▸ **Problem to solve**: Please copy the data below word for word, from its first line through the line containing "[1184, 718]".

Source data:
──────────────────────────────

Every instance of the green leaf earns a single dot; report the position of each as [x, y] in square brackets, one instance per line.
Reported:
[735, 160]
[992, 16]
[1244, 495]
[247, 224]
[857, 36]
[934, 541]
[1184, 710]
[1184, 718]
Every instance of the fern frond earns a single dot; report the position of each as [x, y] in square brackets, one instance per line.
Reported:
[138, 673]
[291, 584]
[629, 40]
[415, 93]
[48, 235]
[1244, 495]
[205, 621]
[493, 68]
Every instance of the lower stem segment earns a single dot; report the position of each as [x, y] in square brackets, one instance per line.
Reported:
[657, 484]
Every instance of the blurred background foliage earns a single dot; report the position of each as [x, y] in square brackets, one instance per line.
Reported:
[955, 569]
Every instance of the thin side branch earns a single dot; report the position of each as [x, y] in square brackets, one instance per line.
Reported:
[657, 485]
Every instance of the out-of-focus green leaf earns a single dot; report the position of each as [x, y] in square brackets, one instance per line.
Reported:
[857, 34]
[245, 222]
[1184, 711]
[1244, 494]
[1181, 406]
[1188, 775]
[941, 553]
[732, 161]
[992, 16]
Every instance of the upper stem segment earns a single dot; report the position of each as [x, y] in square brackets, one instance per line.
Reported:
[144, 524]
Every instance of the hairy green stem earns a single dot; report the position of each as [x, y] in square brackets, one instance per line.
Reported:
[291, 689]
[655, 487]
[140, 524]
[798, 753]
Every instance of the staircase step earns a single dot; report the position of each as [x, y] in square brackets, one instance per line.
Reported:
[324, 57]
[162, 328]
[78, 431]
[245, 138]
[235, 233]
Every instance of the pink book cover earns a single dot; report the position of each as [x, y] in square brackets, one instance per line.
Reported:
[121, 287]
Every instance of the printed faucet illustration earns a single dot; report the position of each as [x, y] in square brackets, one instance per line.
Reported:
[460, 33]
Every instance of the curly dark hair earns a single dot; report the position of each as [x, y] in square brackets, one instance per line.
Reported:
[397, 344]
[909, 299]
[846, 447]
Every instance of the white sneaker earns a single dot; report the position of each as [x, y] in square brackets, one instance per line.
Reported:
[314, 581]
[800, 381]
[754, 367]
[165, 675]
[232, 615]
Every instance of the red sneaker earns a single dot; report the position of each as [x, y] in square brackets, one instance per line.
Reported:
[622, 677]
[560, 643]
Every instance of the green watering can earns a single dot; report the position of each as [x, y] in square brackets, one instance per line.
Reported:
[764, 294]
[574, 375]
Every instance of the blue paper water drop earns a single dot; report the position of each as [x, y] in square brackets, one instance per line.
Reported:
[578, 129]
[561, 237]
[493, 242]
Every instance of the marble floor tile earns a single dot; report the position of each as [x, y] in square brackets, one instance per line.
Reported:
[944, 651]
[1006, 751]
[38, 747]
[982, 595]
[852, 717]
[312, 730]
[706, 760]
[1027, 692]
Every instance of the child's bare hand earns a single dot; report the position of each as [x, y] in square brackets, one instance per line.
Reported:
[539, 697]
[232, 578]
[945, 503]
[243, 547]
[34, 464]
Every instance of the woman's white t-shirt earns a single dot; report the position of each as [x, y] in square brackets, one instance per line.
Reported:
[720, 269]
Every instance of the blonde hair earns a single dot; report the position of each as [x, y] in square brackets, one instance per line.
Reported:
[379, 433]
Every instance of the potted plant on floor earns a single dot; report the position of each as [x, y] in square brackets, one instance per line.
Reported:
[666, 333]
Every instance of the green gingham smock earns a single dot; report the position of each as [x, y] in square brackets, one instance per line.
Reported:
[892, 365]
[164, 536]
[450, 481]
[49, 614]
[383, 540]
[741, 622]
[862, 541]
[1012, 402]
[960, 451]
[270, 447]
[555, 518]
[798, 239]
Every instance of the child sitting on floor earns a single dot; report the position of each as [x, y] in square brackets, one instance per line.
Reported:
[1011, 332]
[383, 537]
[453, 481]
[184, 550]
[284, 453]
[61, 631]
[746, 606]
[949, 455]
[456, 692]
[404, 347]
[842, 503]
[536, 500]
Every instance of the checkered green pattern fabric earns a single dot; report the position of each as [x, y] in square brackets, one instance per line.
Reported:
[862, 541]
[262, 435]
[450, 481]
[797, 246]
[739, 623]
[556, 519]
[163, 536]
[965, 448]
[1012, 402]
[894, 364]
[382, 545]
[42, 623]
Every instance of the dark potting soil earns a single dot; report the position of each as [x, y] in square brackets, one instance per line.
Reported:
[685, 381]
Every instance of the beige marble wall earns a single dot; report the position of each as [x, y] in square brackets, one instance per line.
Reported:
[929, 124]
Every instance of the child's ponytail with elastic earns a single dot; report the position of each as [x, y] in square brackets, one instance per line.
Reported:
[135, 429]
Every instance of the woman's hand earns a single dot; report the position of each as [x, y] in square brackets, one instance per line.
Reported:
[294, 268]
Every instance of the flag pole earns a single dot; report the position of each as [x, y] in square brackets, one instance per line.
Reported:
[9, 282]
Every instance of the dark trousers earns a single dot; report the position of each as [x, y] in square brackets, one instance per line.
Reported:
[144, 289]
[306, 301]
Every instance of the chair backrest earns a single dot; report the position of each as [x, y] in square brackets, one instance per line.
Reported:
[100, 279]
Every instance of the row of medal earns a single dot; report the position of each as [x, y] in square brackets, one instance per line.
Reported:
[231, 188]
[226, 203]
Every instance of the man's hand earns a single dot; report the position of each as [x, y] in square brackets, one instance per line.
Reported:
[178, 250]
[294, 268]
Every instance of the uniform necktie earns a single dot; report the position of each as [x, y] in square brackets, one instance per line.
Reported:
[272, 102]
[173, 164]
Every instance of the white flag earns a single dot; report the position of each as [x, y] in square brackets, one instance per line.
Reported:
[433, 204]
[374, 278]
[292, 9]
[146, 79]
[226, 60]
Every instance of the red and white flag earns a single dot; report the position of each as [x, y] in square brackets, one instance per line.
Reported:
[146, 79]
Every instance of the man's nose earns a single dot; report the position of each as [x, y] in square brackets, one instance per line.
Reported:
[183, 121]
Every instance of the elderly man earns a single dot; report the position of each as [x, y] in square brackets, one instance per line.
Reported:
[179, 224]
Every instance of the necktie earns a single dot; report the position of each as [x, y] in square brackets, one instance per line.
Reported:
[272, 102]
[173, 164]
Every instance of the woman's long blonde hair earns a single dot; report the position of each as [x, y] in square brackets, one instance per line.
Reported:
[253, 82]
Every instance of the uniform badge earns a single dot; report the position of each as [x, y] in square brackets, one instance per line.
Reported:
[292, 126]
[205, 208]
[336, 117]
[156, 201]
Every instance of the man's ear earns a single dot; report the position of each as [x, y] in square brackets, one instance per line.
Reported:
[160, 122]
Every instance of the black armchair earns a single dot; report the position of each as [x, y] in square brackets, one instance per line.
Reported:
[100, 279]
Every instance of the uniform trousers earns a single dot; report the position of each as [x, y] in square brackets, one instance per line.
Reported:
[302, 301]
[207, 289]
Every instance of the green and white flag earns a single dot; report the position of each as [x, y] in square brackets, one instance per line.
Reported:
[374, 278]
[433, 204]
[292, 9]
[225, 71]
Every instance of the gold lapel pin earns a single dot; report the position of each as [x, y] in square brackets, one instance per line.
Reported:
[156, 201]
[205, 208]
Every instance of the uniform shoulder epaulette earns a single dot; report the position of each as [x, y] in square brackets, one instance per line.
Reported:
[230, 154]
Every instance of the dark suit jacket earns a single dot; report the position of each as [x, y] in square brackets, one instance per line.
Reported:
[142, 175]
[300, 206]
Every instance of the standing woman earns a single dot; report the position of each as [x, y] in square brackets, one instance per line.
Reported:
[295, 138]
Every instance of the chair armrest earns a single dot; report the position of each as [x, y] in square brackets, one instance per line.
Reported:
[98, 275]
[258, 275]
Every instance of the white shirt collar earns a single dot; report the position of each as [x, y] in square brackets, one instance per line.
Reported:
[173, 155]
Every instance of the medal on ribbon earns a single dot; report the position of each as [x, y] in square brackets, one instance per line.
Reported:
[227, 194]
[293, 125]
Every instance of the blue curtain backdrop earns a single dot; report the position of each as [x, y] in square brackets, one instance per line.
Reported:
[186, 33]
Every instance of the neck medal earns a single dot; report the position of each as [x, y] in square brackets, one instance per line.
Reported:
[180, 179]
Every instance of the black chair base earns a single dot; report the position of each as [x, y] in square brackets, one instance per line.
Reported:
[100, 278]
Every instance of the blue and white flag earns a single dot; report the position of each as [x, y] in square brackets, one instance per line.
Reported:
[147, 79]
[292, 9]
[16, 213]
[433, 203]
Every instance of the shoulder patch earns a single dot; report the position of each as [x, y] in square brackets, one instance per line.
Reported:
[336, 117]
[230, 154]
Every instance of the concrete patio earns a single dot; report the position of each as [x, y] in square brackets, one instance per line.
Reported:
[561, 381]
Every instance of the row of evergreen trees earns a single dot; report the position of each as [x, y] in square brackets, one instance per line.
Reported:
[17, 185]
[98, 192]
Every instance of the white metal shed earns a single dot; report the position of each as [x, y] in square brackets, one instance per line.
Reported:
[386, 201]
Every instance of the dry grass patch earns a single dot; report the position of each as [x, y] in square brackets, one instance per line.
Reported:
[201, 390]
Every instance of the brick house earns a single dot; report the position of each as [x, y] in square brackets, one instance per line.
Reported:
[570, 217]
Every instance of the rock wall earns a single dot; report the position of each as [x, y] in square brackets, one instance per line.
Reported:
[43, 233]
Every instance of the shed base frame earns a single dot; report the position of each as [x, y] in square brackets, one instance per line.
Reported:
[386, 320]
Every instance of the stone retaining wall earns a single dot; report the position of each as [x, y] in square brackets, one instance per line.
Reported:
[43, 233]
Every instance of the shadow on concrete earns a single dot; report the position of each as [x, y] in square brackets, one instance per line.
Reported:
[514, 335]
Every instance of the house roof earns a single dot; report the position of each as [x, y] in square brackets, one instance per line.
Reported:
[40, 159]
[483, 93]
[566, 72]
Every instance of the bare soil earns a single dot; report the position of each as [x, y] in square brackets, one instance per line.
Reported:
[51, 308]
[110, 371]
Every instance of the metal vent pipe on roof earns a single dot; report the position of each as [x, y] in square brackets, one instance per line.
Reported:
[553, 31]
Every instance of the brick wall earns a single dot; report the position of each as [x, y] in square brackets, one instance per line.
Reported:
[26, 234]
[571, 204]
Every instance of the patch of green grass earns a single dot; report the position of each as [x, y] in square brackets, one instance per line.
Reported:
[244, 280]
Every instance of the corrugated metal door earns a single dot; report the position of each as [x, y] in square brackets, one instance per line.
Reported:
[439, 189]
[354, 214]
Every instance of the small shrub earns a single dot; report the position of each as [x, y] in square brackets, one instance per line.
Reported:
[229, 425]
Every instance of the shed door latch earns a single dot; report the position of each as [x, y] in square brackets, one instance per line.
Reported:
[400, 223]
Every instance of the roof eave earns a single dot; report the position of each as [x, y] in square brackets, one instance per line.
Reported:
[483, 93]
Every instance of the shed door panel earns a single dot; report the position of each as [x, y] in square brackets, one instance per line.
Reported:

──────────────────────────────

▸ **Written response**:
Every instance of the green leaf earns a single dot; report the position of each as [x, y] in square brackets, one instance per line.
Reported:
[735, 160]
[992, 16]
[1244, 495]
[247, 224]
[857, 36]
[934, 541]
[1184, 710]
[1184, 718]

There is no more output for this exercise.